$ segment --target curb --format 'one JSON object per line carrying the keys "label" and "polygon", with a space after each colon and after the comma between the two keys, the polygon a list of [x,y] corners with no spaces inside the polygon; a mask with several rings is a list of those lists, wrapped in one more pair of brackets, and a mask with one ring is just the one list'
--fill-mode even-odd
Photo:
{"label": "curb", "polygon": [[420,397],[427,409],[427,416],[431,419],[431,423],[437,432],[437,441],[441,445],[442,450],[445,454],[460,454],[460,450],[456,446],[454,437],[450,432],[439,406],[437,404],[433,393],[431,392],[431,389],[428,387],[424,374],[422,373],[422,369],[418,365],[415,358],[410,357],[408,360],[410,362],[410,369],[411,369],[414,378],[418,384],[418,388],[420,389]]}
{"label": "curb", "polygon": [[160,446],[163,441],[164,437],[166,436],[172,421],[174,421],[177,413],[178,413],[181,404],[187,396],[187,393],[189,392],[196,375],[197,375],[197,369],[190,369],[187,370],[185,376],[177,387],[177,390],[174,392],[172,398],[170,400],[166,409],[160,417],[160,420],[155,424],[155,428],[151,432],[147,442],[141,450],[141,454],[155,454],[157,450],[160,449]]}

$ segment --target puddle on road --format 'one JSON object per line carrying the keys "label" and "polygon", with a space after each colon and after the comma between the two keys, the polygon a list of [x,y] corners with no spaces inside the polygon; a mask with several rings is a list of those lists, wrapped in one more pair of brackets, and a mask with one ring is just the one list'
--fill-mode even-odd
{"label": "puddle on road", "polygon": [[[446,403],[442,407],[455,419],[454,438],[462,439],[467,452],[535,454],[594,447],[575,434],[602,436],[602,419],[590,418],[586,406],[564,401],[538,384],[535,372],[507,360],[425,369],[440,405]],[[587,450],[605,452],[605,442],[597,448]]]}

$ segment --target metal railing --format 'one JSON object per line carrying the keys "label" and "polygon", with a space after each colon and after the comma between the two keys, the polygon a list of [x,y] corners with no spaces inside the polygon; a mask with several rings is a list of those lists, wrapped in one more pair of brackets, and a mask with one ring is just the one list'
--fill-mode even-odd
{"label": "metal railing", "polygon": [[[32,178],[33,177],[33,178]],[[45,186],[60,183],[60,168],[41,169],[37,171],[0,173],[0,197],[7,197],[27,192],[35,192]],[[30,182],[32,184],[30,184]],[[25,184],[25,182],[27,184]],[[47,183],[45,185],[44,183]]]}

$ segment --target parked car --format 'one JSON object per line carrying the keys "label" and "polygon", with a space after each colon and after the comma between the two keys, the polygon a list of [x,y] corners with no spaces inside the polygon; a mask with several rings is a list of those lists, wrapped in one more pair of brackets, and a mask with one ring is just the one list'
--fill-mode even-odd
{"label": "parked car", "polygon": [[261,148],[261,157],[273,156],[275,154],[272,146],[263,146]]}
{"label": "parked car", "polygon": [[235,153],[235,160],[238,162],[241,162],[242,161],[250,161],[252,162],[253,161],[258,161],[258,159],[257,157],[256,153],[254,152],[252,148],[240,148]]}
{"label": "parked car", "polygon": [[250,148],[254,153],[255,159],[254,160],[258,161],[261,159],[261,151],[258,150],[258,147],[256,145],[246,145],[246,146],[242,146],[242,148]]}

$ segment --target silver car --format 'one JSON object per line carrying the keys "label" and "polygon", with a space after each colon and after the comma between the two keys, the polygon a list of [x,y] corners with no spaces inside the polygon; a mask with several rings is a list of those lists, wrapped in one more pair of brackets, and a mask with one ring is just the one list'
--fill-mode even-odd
--------------------------------------------------
## What to work on
Could you swap each "even-odd" in the data above for "nonzero" and return every line otherwise unchanged?

## Finished answer
$ segment --target curb --format 'one JSON object per line carrying the keys "label" and "polygon", with a space after each colon and after the comma between the two keys, the polygon a list of [x,y] corners with no spaces inside the polygon; a mask with several rings is a list of those lists, wrapped in one more pair of brackets, and a mask with one ring is just the one list'
--fill-mode nonzero
Photo:
{"label": "curb", "polygon": [[420,397],[427,409],[427,416],[431,419],[431,423],[437,432],[437,441],[441,445],[442,450],[445,454],[460,454],[460,450],[456,446],[454,437],[450,432],[439,406],[437,404],[433,393],[431,392],[431,389],[428,387],[424,374],[422,373],[422,369],[418,365],[415,358],[410,357],[408,360],[410,362],[410,369],[411,369],[414,378],[418,384],[418,388],[420,389]]}
{"label": "curb", "polygon": [[160,446],[163,441],[164,437],[166,436],[172,421],[174,421],[177,413],[178,413],[181,404],[187,396],[187,393],[189,392],[196,375],[197,375],[197,369],[190,369],[187,370],[185,376],[177,387],[177,390],[174,392],[172,398],[170,400],[166,409],[160,417],[160,420],[155,424],[155,428],[151,432],[147,442],[141,450],[141,454],[155,454],[157,450],[160,449]]}

$ segment --target puddle on road --format 'one JSON object per line carrying the keys "label" and "polygon", with a space after each colon and after the comma between the two keys, the polygon a list of [x,y] corners with no spaces inside the polygon; a mask with several rings is a list of those lists, wrapped in one more pair of brackets, and a mask with one ring is just the one list'
--fill-mode nonzero
{"label": "puddle on road", "polygon": [[[446,403],[442,407],[455,419],[454,438],[462,439],[467,452],[535,454],[594,447],[575,434],[602,436],[602,419],[590,418],[586,406],[564,401],[538,384],[535,372],[507,360],[425,369],[440,405]],[[587,450],[605,452],[605,442],[597,448]]]}

$ segment --target metal railing --format 'one JSON object per line carrying the keys "label" and "polygon", with a space after each colon and after the comma between the two keys, the polygon a list of [x,y] corners with no spaces inside the polygon; a mask with several rings is a list of those lists, wrapped in one more pair of brackets, and a mask with one ring is just the one list'
--fill-mode nonzero
{"label": "metal railing", "polygon": [[[32,178],[33,177],[33,178]],[[45,186],[60,183],[60,168],[41,169],[37,171],[0,173],[0,197],[7,197],[27,192],[35,192]],[[30,182],[32,184],[30,184]],[[25,184],[25,182],[27,184]],[[47,183],[45,185],[44,183]]]}

$ segment --target parked car --format 'one JSON object per line carrying the keys "label" and "polygon", with a space after each colon and after the comma between the two keys, the polygon a list of [x,y] corners with no spaces inside the polygon; a mask with several rings is a list of those lists, wrapped in one more pair of brackets, and a mask with one ring is just the one list'
--fill-mode nonzero
{"label": "parked car", "polygon": [[261,148],[261,157],[273,156],[275,154],[272,146],[263,146]]}
{"label": "parked car", "polygon": [[235,153],[235,160],[238,162],[241,162],[242,161],[250,161],[252,162],[253,161],[258,161],[258,159],[257,157],[256,153],[254,152],[252,148],[240,148]]}
{"label": "parked car", "polygon": [[250,148],[254,153],[255,159],[254,160],[258,161],[261,159],[261,151],[258,150],[258,147],[256,145],[246,145],[246,146],[242,146],[242,148]]}

$ segment --target silver car --format 'one JSON object per line carrying the keys "label" and "polygon", with a space after each colon and after the comma between the two keys, the polygon a list of [x,y] corners with no spaces inside the polygon; a mask with several rings is a list of those lists, wrapped in one more pair of brackets, and a mask with one ring is just the one list'
--fill-mode nonzero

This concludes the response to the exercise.